# [WHAT IS EXPECTED]
Tally the lines in these records that hold the string "river", and reply with the number alone.

Stored data
----
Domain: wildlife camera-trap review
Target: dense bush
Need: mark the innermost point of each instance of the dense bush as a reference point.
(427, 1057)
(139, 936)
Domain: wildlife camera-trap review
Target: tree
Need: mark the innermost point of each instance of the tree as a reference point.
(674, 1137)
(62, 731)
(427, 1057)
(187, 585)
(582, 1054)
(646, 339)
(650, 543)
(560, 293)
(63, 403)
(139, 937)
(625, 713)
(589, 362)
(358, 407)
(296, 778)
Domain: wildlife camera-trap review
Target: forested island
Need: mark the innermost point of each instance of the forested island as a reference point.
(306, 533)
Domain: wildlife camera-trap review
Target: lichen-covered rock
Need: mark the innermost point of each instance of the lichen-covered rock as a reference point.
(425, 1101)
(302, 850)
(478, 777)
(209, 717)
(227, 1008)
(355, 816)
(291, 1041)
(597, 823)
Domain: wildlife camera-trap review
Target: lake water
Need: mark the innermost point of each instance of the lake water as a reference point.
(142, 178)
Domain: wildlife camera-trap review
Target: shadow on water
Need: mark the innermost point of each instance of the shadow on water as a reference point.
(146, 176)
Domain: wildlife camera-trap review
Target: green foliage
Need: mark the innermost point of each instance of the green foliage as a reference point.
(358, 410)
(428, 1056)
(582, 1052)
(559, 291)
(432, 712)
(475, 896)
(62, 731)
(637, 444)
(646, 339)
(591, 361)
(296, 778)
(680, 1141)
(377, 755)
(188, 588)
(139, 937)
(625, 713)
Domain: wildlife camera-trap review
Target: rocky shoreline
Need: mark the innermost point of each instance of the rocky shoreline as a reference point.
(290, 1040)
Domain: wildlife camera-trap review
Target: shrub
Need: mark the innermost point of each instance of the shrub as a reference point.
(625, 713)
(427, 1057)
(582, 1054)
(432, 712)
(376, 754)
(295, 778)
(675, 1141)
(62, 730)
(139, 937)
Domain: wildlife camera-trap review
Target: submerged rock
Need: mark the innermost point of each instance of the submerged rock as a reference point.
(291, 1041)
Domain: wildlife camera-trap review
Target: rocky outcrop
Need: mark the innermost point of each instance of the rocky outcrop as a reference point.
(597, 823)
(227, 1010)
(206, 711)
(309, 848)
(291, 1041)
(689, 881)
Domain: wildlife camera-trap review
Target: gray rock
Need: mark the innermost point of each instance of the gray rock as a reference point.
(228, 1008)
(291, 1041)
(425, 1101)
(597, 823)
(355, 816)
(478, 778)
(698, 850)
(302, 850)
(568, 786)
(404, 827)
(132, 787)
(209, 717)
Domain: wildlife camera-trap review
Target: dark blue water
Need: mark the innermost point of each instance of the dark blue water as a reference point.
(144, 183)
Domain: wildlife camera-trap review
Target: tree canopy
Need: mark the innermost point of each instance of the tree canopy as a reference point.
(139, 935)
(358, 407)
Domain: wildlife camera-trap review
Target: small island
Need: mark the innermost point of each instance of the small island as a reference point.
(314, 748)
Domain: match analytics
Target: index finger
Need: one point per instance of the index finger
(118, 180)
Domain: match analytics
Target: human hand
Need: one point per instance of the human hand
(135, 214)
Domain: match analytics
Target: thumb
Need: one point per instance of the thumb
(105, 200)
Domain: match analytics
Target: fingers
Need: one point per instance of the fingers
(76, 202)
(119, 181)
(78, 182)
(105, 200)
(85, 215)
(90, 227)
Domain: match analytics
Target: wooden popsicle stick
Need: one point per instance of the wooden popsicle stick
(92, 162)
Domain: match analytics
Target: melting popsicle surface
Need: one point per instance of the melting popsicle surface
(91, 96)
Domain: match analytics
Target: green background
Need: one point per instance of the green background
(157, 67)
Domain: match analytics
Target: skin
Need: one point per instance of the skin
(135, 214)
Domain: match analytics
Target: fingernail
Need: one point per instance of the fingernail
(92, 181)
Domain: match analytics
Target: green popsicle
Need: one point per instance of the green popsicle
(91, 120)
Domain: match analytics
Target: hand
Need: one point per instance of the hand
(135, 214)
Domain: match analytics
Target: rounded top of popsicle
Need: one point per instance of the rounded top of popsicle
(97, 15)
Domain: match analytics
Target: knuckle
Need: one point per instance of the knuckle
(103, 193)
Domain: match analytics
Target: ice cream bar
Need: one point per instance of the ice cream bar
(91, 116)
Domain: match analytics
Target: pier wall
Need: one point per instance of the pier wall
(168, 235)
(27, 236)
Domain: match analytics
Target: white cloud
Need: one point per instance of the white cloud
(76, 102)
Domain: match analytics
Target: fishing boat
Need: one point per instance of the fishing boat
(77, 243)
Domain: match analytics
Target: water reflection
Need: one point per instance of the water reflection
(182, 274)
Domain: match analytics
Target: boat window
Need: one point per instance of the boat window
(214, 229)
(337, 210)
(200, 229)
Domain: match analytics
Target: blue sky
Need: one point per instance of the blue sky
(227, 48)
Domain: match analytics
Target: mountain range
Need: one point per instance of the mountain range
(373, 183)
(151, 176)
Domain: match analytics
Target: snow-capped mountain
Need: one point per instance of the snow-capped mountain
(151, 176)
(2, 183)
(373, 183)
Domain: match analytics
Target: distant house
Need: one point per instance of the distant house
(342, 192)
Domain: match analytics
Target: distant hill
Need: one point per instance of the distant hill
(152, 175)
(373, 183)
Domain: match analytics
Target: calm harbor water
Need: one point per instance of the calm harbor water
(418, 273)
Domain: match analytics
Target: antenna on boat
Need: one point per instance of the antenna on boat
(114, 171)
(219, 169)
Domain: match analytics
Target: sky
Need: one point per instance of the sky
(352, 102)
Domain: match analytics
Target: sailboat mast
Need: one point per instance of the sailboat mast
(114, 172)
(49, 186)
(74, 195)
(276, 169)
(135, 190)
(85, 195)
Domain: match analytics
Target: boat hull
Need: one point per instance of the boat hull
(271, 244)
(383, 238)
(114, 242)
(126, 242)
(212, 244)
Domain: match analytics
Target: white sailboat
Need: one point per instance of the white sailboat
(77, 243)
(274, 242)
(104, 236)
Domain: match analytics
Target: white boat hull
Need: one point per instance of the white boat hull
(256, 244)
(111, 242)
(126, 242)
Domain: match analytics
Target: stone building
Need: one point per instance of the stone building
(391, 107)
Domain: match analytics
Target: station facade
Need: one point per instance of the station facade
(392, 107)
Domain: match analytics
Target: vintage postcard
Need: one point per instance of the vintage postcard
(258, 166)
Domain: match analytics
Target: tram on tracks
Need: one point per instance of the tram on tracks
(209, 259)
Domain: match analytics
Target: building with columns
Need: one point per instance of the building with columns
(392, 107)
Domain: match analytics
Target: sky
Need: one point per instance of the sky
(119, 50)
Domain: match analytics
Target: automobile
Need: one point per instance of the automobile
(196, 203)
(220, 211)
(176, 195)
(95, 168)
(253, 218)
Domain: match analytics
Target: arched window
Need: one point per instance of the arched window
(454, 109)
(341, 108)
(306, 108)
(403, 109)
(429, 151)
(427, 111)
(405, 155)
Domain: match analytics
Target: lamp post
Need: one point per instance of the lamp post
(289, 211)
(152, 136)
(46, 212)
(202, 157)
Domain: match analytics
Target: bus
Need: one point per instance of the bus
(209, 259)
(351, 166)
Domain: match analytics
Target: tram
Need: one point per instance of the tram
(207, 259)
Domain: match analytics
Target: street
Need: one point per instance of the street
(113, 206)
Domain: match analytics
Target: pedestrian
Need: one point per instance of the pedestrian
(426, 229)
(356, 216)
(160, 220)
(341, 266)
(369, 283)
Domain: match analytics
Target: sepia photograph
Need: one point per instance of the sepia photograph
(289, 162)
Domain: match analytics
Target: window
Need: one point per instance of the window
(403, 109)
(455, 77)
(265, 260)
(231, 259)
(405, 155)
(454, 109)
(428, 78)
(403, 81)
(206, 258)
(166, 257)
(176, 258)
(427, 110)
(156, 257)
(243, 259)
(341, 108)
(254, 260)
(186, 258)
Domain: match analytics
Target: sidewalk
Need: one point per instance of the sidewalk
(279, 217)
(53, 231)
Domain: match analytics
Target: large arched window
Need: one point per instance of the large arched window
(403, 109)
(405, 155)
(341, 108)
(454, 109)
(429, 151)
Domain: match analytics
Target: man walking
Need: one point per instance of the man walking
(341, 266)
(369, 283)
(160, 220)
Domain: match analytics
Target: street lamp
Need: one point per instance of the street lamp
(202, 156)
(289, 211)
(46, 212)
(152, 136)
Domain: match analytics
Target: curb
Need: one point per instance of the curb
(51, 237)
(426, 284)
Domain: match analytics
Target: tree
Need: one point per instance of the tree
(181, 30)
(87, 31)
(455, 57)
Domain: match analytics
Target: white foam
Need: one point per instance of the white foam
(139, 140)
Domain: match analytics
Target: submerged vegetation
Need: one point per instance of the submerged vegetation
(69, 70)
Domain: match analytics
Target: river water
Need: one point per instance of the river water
----
# [EXERCISE RESULT]
2